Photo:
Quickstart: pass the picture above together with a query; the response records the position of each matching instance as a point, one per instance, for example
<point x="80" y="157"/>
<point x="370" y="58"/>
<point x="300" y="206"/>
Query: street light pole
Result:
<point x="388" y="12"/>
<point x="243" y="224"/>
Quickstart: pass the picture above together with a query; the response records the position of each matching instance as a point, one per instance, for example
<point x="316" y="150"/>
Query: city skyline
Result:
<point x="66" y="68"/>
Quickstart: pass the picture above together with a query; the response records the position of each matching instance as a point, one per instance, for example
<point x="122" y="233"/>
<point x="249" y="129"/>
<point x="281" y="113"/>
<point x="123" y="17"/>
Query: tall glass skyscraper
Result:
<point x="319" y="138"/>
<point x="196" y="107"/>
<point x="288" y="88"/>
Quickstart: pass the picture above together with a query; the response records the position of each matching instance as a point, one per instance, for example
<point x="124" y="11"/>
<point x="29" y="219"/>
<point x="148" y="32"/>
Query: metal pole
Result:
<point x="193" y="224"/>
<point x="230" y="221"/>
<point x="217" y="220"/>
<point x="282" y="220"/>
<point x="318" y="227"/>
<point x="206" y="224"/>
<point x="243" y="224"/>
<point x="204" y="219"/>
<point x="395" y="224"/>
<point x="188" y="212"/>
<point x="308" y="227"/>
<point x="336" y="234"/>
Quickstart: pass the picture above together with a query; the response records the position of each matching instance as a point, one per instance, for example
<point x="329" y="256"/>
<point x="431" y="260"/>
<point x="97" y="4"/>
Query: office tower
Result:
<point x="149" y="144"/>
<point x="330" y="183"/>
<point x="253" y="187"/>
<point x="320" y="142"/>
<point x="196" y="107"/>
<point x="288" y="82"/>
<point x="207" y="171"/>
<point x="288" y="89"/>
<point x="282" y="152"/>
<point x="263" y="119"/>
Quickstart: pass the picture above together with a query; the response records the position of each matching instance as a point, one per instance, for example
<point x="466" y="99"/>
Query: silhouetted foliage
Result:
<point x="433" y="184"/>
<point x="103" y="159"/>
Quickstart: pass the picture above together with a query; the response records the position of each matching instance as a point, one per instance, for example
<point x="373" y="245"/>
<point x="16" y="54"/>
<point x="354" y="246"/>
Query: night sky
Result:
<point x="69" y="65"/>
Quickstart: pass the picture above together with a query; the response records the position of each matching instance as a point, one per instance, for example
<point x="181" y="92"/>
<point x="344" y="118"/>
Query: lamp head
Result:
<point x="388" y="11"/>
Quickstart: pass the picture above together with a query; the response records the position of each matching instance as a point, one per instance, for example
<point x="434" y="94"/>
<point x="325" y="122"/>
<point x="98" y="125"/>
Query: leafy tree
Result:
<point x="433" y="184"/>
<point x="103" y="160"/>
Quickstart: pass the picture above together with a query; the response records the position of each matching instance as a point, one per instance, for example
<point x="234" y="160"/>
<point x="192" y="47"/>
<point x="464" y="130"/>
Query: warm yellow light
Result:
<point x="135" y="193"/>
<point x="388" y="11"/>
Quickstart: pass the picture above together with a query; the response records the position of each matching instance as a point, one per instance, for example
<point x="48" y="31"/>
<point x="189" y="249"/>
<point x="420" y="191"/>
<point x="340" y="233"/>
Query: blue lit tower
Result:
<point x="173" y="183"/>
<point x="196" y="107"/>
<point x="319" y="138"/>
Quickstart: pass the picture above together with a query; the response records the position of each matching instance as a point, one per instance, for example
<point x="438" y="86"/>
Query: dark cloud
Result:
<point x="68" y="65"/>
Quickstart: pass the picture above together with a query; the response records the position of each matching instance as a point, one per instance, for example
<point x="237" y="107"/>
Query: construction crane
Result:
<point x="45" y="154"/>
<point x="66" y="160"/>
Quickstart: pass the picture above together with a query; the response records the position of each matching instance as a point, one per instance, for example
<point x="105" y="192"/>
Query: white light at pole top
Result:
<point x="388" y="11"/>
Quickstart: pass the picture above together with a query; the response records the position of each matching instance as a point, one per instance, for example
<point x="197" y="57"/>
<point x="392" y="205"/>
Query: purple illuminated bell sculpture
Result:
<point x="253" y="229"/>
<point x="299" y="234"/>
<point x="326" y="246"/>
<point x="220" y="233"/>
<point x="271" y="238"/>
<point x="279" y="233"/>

What is expected
Please set down all of the records exactly.

Response
Photo:
Quickstart: pass the picture above together with a query; the response records the position of each matching instance as a point, one per instance, for example
<point x="80" y="157"/>
<point x="370" y="58"/>
<point x="300" y="206"/>
Query: street light pole
Result:
<point x="388" y="12"/>
<point x="243" y="224"/>
Quickstart: pass the picture above together with a query; the response records the position of each matching instance as a point, one per instance, for example
<point x="316" y="150"/>
Query: city skyline
Result:
<point x="66" y="68"/>
Quickstart: pass the picture above together with a query; the response records the position of each matching instance as a point, one per instance, for example
<point x="122" y="233"/>
<point x="249" y="129"/>
<point x="281" y="113"/>
<point x="123" y="17"/>
Query: tall glass skyscraper
Result:
<point x="319" y="138"/>
<point x="196" y="107"/>
<point x="288" y="88"/>
Quickstart: pass the picture above together with a query; the response records the position of each matching instance as a point, one per instance, for example
<point x="124" y="11"/>
<point x="29" y="219"/>
<point x="148" y="32"/>
Query: metal pole
Result:
<point x="193" y="224"/>
<point x="230" y="221"/>
<point x="217" y="220"/>
<point x="282" y="220"/>
<point x="318" y="227"/>
<point x="206" y="224"/>
<point x="243" y="224"/>
<point x="204" y="219"/>
<point x="395" y="224"/>
<point x="188" y="212"/>
<point x="308" y="227"/>
<point x="336" y="234"/>
Quickstart: pass the picture above together with a query; the response records the position of each matching instance as a point, one per instance, for example
<point x="329" y="256"/>
<point x="431" y="260"/>
<point x="97" y="4"/>
Query: office tower
Result:
<point x="149" y="144"/>
<point x="330" y="183"/>
<point x="253" y="187"/>
<point x="320" y="142"/>
<point x="196" y="107"/>
<point x="288" y="82"/>
<point x="207" y="171"/>
<point x="288" y="89"/>
<point x="282" y="152"/>
<point x="263" y="119"/>
Quickstart: pass the picture above together with a query; the response records the position of each matching instance as a point, one per instance, for example
<point x="466" y="99"/>
Query: silhouetted foliage
Result:
<point x="433" y="184"/>
<point x="103" y="159"/>
Quickstart: pass the picture above together with a query; the response records the position of each matching instance as a point, one per instance, for example
<point x="373" y="245"/>
<point x="16" y="54"/>
<point x="354" y="246"/>
Query: night sky
Result:
<point x="69" y="65"/>
Quickstart: pass the picture above together with a query; the response records the position of each matching instance as a point, one per instance, for example
<point x="181" y="92"/>
<point x="344" y="118"/>
Query: lamp head
Result:
<point x="388" y="11"/>
Quickstart: pass the picture above together with a query; the response records the position of each matching instance as a point, one per instance, for example
<point x="434" y="94"/>
<point x="325" y="122"/>
<point x="98" y="125"/>
Query: leafy tree
Result:
<point x="433" y="184"/>
<point x="103" y="160"/>
Quickstart: pass the picture above together with a query; the response records the position of each matching instance as a point, one per instance, for example
<point x="234" y="160"/>
<point x="192" y="47"/>
<point x="464" y="130"/>
Query: warm yellow light
Result:
<point x="135" y="193"/>
<point x="388" y="11"/>
Quickstart: pass the picture above together with a query; the response records the position of each matching instance as a point, one per instance, for example
<point x="48" y="31"/>
<point x="189" y="249"/>
<point x="420" y="191"/>
<point x="340" y="233"/>
Query: blue lit tower
Result:
<point x="173" y="183"/>
<point x="196" y="107"/>
<point x="319" y="138"/>
Quickstart: pass the picture above together with a query; the response records the position of each matching instance as a point, one per instance, for example
<point x="438" y="86"/>
Query: dark cloud
Result:
<point x="68" y="65"/>
Quickstart: pass the picture above together with a query; the response records the position of each matching instance as a point, one per instance, for example
<point x="237" y="107"/>
Query: construction crane
Result:
<point x="45" y="154"/>
<point x="66" y="160"/>
Quickstart: pass the picture above together with a query; the response records the position of each matching instance as a point, one per instance, for example
<point x="105" y="192"/>
Query: white light at pole top
Result:
<point x="388" y="11"/>
Quickstart: pass the picture above together with a query; the response records the position of each matching instance as a point, one per instance, for example
<point x="197" y="57"/>
<point x="392" y="205"/>
Query: purple illuminated bell sculpture
Result:
<point x="253" y="229"/>
<point x="299" y="234"/>
<point x="326" y="246"/>
<point x="220" y="233"/>
<point x="271" y="238"/>
<point x="279" y="233"/>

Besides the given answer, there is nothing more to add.